**Requirement**
Swap every "instance" in the material below for "match", leaving all else the same. Omit the pictures from your answer.

(Pointing dataset records)
________________

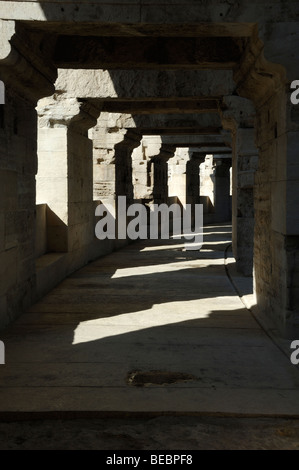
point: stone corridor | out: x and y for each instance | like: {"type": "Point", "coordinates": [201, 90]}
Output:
{"type": "Point", "coordinates": [154, 309]}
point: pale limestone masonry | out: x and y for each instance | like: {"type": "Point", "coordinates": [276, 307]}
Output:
{"type": "Point", "coordinates": [108, 74]}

________________

**Exercise answer**
point: stone corridor | out: x and y for each match | like: {"type": "Point", "coordinates": [201, 90]}
Output:
{"type": "Point", "coordinates": [154, 309]}
point: pale limestone masonry | out: x and y for each match | like: {"type": "Point", "coordinates": [276, 307]}
Output:
{"type": "Point", "coordinates": [108, 74]}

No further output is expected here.